◆ Page extract ◆
========================================
Clément Léger c9b8cd139c
riscv: hwprobe: export highest virtual userspace address
Some userspace applications (OpenJDK for instance) uses the free MSBs
in pointers to insert additional information for their own logic and
need to get this information from somewhere. Currently they rely on
parsing /proc/cpuinfo "mmu=svxx" string to obtain the current value of
virtual address usable bits [1]. Since this reflect the raw supported
MMU mode, it might differ from the logical one used internally which is
why arch_get_mmap_end() is used. Exporting the highest mmapable address
through hwprobe will allow a more stable interface to be used. For that
purpose, add a new hwprobe key named
RISCV_HWPROBE_KEY_HIGHEST_VIRT_ADDRESS which will export the highest
userspace virtual address.

Link: https://github.com/openjdk/jdk/blob/master/src/hotspot/os_cpu/linux_riscv/vm_version_linux_riscv.cpp#L171 [1]
Signed-off-by: Clément Léger <cleger@rivosinc.com>
Reviewed-by: Charlie Jenkins <charlie@rivosinc.com>
Link: https://lore.kernel.org/r/20240410144558.1104006-1-cleger@rivosinc.com
Signed-off-by: Palmer Dabbelt <palmer@rivosinc.com>
2024-07-11 08:57:33 -07:00

205 lines
6.8 KiB
C

/* SPDX-License-Identifier: GPL-2.0-only */
/*
* Copyright (C) 2012 Regents of the University of California
*/
#ifndef _ASM_RISCV_PROCESSOR_H
#define _ASM_RISCV_PROCESSOR_H
#include <linux/const.h>
#include <linux/cache.h>
#include <linux/prctl.h>
#include <vdso/processor.h>
#include <asm/ptrace.h>
/*
* addr is a hint to the maximum userspace address that mmap should provide, so
* this macro needs to return the largest address space available so that
* mmap_end < addr, being mmap_end the top of that address space.
* See Documentation/arch/riscv/vm-layout.rst for more details.
*/
#define arch_get_mmap_end(addr, len, flags) \
({ \
unsigned long mmap_end; \
typeof(addr) _addr = (addr); \
if ((_addr) == 0 || is_compat_task() || \
((_addr + len) > BIT(VA_BITS - 1))) \
mmap_end = STACK_TOP_MAX; \
else \
mmap_end = (_addr + len); \
mmap_end; \
})
========================================
◆ Recorded information ◆
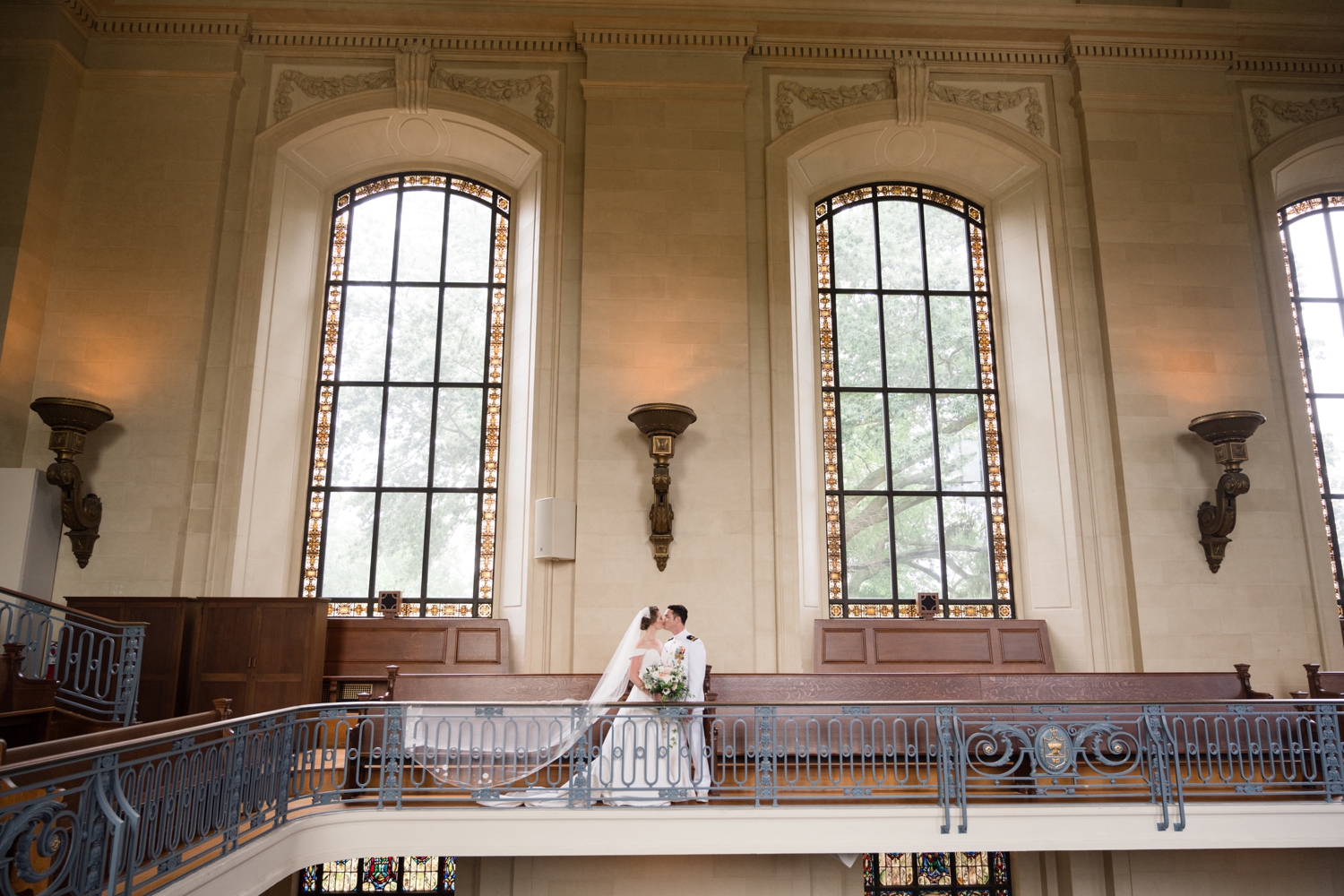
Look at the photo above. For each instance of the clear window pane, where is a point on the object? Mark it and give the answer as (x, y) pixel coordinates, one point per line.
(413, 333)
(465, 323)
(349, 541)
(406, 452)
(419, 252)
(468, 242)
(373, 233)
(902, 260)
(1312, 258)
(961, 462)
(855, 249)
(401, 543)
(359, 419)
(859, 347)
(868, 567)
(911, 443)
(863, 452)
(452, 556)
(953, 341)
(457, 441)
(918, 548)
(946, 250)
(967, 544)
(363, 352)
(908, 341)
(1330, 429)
========================================
◆ Problem set ◆
(1) Retype the RISC-V header page word for word, from "Clément Léger c9b8cd139c" up to and including "userspace virtual address.".
(2) Extend the RISC-V header page, picking up right after its last line.

◆ Expected results ◆
(1)
Clément Léger c9b8cd139c
riscv: hwprobe: export highest virtual userspace address
Some userspace applications (OpenJDK for instance) uses the free MSBs
in pointers to insert additional information for their own logic and
need to get this information from somewhere. Currently they rely on
parsing /proc/cpuinfo "mmu=svxx" string to obtain the current value of
virtual address usable bits [1]. Since this reflect the raw supported
MMU mode, it might differ from the logical one used internally which is
why arch_get_mmap_end() is used. Exporting the highest mmapable address
through hwprobe will allow a more stable interface to be used. For that
purpose, add a new hwprobe key named
RISCV_HWPROBE_KEY_HIGHEST_VIRT_ADDRESS which will export the highest
userspace virtual address.

(2)
#define arch_get_mmap_base(addr, base) \
({ \
unsigned long mmap_base; \
typeof(addr) _addr = (addr); \
typeof(base) _base = (base); \
unsigned long rnd_gap = DEFAULT_MAP_WINDOW - (_base); \
if ((_addr) == 0 || is_compat_task() || \
((_addr + len) > BIT(VA_BITS - 1))) \
mmap_base = (_base); \
else \
mmap_base = (_addr + len) - rnd_gap; \
mmap_base; \
})
#ifdef CONFIG_64BIT
#define DEFAULT_MAP_WINDOW (UL(1) << (MMAP_VA_BITS - 1))
#define STACK_TOP_MAX TASK_SIZE_64
#else
#define DEFAULT_MAP_WINDOW TASK_SIZE
#define STACK_TOP_MAX TASK_SIZE
#endif
#define STACK_ALIGN 16
#define STACK_TOP DEFAULT_MAP_WINDOW
#ifdef CONFIG_MMU
#define user_max_virt_addr() arch_get_mmap_end(ULONG_MAX, 0, 0)
#else
#define user_max_virt_addr() 0
#endif /* CONFIG_MMU */
/*
* This decides where the kernel will search for a free chunk of vm
* space during mmap's.
*/
#ifdef CONFIG_64BIT
#define TASK_UNMAPPED_BASE PAGE_ALIGN((UL(1) << MMAP_MIN_VA_BITS) / 3)
#else
#define TASK_UNMAPPED_BASE PAGE_ALIGN(TASK_SIZE / 3)
#endif
#ifndef __ASSEMBLY__
#include <linux/cpumask.h>
struct task_struct;
struct pt_regs;
/*
* We use a flag to track in-kernel Vector context. Currently the flag has the
* following meaning:
*
* - bit 0: indicates whether the in-kernel Vector context is active. The
* activation of this state disables the preemption. On a non-RT kernel, it
* also disable bh.
* - bits 8: is used for tracking preemptible kernel-mode Vector, when
* RISCV_ISA_V_PREEMPTIVE is enabled. Calling kernel_vector_begin() does not
* disable the preemption if the thread's kernel_vstate.datap is allocated.
* Instead, the kernel set this bit field. Then the trap entry/exit code
* knows if we are entering/exiting the context that owns preempt_v.
* - 0: the task is not using preempt_v
* - 1: the task is actively using preempt_v. But whether does the task own
* the preempt_v context is decided by bits in RISCV_V_CTX_DEPTH_MASK.
* - bit 16-23 are RISCV_V_CTX_DEPTH_MASK, used by context tracking routine
* when preempt_v starts:
* - 0: the task is actively using, and own preempt_v context.
* - non-zero: the task was using preempt_v, but then took a trap within.
* Thus, the task does not own preempt_v. Any use of Vector will have to
* save preempt_v, if dirty, and fallback to non-preemptible kernel-mode
* Vector.
* - bit 30: The in-kernel preempt_v context is saved, and requries to be
* restored when returning to the context that owns the preempt_v.
* - bit 31: The in-kernel preempt_v context is dirty, as signaled by the
* trap entry code. Any context switches out-of current task need to save
* it to the task's in-kernel V context. Also, any traps nesting on-top-of
* preempt_v requesting to use V needs a save.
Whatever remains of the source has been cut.